**Teks:**
**********

JAKARTA – Di tengah era global yang semakin terfragmentasi akibat ketegangan perdagangan, konflik regional, dan persaingan sengit untuk sumber daya serta teknologi, Indonesia berada pada titik krusial.
Dunia tidak lagi terikat pada tatanan unipolar yang didominasi satu kekuatan besar. Sebaliknya, dunia sedang bergerak menuju paradigma multipolar, di mana dinamika ekonomi dan geopolitik mengubah aturan main.
Bagi Sekretaris Fraksi Golkar DPR RI Mukhtarudin, lingkungan global yang penuh gejolak ini bukanlah ancaman, melainkan peluang emas momentum bagi Indonesia untuk memperkuat fondasi ekonomi, meningkatkan ketahanan nasional, dan mengejar target ambisius pertumbuhan ekonomi 8% pada 2029.
Dunia Multipolar: Tantangan dan Peluang
Dengan keyakinan seorang legislator berpengalaman, Mukhtarudin mengungkapkan pandangan yang selaras dengan Presiden Prabowo Subianto, tatanan ekonomi global sedang mengalami perubahan besar.
“Sistem unipolar yang didikte oleh satu kekuatan kini bergeser menuju lanskap multipolar yang lebih kompleks,” jelas Mukhtarudin, Kamis 21 Agustus 2025.
Politisi Dapil Kalteng ini menyoroti munculnya berbagai kekuatan global dan fragmentasi aliansi ekonomi. Perubahan ini, menurutnya, membawa tantangan multidimensi volatilitas moneter, tekanan fiskal, gangguan perdagangan internasional, serta rivalitas geopolitik dan geoekonomi antar kawasan.

**********

**Data yang Ditampilkan:**

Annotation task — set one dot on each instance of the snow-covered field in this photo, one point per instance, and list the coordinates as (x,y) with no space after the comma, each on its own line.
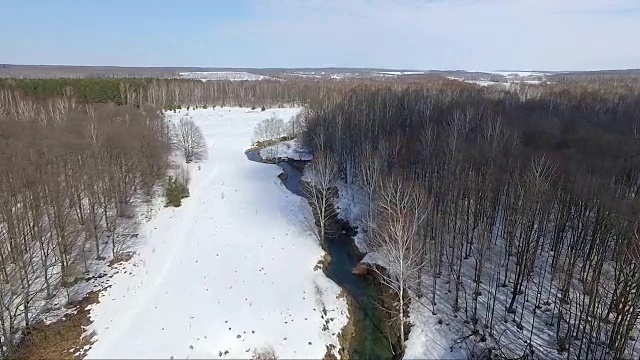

**********

**Tugas Wajib:**
1. Menurut teks tentang pandangan Mukhtarudin soal dunia multipolar, berapa target pertumbuhan ekonomi Indonesia pada 2029?
2. Tuntaskan bagian berikutnya dari teks tentang pandangan Mukhtarudin mengenai dunia multipolar, mulai setelah kalimat terakhirnya.
Materi di atas berasal dari sumber yang berbeda dengan teks.

**Jawaban Berikut:**
1. Targetnya adalah pertumbuhan ekonomi 8% pada 2029.

2.
Namun, di mana orang lain melihat ketidakpastian, Mukhtarudin justru melihat potensi. “Gejolak global ini adalah momen Indonesia untuk bersinar,” imbuh Mukhtarudin.
Bagi Fraksi Partai Golkar, volatilitas saat ini menjadi katalis untuk memperkuat fundamental ekonomi dan ketahanan nasional. Tujuannya ambisius mencapai pertumbuhan ekonomi 8% pada 2029, sebuah target yang akan membawa Indonesia lebih dekat pada visinya menjadi negara maju pada 2045.
Badai Eksternal: Menghadapi Dinamika Global
Tantangan eksternal yang dihadapi Indonesia tidaklah ringan. Mukhtarudin menunjuk “dinamika perekonomian dan geopolitik global” sebagai tekanan utama dalam perencanaan fiskal, terutama saat seluruh fraksi partai di DPR menyetujui RUU APBN 2026 dibahas lebih lanjut.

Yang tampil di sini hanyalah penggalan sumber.